[DATA]:
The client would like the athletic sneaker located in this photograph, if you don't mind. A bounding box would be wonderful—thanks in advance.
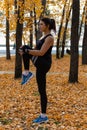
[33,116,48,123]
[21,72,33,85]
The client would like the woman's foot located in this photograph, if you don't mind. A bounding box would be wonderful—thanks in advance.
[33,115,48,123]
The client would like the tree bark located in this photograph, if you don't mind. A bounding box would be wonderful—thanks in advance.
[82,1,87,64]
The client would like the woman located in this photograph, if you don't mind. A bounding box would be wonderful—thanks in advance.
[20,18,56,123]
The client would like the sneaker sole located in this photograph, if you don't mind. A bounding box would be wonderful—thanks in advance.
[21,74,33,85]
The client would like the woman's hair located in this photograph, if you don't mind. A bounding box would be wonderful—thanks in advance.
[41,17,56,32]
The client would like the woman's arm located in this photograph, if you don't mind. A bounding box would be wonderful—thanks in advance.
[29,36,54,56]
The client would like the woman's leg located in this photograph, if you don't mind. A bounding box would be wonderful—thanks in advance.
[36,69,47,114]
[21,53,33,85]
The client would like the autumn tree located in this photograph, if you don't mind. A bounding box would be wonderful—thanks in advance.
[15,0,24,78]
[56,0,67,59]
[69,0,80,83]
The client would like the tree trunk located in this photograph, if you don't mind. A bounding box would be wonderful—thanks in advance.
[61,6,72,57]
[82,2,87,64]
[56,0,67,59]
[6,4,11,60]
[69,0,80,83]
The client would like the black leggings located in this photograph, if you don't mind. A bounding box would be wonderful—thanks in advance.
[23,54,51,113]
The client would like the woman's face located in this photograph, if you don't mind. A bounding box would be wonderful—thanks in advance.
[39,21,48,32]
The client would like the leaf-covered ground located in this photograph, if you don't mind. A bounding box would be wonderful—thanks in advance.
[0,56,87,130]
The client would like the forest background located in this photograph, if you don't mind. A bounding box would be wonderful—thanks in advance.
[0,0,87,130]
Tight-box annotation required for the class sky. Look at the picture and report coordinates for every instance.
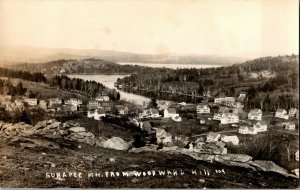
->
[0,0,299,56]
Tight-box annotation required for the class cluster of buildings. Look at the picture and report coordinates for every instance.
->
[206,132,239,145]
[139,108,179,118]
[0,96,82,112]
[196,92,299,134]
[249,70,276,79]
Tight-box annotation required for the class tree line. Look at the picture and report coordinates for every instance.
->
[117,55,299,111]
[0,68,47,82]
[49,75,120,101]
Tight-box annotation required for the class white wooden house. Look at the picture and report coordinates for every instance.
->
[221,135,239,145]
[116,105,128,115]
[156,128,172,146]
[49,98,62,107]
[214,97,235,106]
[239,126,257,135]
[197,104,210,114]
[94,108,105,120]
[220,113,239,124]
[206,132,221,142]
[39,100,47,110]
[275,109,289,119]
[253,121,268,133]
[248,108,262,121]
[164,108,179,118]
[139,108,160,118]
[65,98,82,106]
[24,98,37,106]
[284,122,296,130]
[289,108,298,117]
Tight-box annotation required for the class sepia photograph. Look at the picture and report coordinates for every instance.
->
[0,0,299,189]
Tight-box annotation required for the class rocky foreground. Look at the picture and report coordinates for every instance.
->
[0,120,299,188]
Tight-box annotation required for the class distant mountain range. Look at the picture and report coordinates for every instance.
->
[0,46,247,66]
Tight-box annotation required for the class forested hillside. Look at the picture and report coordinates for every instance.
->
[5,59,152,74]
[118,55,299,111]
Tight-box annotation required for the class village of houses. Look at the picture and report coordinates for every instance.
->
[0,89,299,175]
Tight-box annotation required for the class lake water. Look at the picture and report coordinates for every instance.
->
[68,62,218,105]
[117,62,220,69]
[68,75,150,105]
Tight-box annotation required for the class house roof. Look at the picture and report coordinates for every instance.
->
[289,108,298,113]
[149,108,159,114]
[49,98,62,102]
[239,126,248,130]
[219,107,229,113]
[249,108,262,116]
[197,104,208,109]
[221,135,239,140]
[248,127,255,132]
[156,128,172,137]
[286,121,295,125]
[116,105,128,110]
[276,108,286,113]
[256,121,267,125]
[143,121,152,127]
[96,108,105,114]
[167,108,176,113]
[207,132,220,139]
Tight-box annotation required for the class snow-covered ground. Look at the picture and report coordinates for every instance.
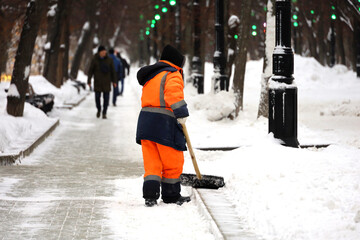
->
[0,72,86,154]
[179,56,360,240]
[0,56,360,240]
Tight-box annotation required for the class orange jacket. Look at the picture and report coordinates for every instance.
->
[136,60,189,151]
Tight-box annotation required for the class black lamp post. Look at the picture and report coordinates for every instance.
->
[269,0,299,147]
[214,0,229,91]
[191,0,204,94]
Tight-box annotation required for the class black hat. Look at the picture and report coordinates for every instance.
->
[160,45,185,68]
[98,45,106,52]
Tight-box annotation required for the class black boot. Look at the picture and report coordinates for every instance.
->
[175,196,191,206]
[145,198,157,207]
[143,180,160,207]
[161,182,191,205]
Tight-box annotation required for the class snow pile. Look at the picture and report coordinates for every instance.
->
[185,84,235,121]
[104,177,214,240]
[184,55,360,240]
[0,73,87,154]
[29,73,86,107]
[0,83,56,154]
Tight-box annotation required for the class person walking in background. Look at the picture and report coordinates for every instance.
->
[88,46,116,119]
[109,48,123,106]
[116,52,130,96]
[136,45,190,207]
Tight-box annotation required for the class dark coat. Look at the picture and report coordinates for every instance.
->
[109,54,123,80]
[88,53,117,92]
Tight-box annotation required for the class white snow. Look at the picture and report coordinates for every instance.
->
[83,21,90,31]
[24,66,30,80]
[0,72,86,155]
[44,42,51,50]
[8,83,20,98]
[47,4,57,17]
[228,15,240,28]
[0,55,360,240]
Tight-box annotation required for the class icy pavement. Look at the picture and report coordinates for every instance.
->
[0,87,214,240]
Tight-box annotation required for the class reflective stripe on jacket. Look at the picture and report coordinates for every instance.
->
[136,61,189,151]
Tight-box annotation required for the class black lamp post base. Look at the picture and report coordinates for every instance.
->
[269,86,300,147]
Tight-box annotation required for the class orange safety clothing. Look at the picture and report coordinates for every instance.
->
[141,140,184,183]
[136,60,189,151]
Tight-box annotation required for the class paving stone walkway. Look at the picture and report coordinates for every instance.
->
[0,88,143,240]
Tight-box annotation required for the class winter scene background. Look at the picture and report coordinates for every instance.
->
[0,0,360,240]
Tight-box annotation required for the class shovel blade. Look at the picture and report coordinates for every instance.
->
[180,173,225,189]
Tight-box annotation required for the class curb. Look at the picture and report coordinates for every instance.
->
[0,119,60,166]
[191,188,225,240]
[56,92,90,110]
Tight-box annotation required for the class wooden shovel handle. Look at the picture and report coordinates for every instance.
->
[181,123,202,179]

[TASK REQUIREMENTS]:
Your task is to return, exactly and on their own, the lines from the one containing "Tight-box annotation required for the class icy" through the last line of the listing.

[OUTPUT OF THE TASK]:
Tight-box annotation required for the class icy pavement. Look at the picture and report coordinates for every instance.
->
[0,87,214,240]
Tight-box annotation required for the class reflective stripe on jacket. Look at the picture and report coordinates for every instance.
->
[136,61,189,151]
Tight-box annotation required for the class black lamp post base. Look at the picture and report coordinates for every instance.
->
[269,86,300,147]
Tight-box annotation required for the class orange safety clothing. Look at the picture and report coordinates for every instance.
->
[141,140,184,183]
[136,60,189,151]
Tight-box annotation required for the class paving stone walkway. Look at the picture and report coordinates for every instance.
->
[0,88,143,240]
Tight-box annotation required for the class winter scene background. Look at the picture and report coordinates for every instance.
->
[0,0,360,240]
Tight-box annotation required for the class shovel blade. Look at the picture and report coordinates for every instance.
->
[180,173,225,189]
Tight-box annotation required for the class curb. Look at the picture and report coordinates for every instance.
->
[0,119,60,166]
[191,188,225,240]
[56,92,90,110]
Tight-box annotation required for the class wooden shovel handle. Look at the picture and report coordinates for every instance.
->
[181,123,202,179]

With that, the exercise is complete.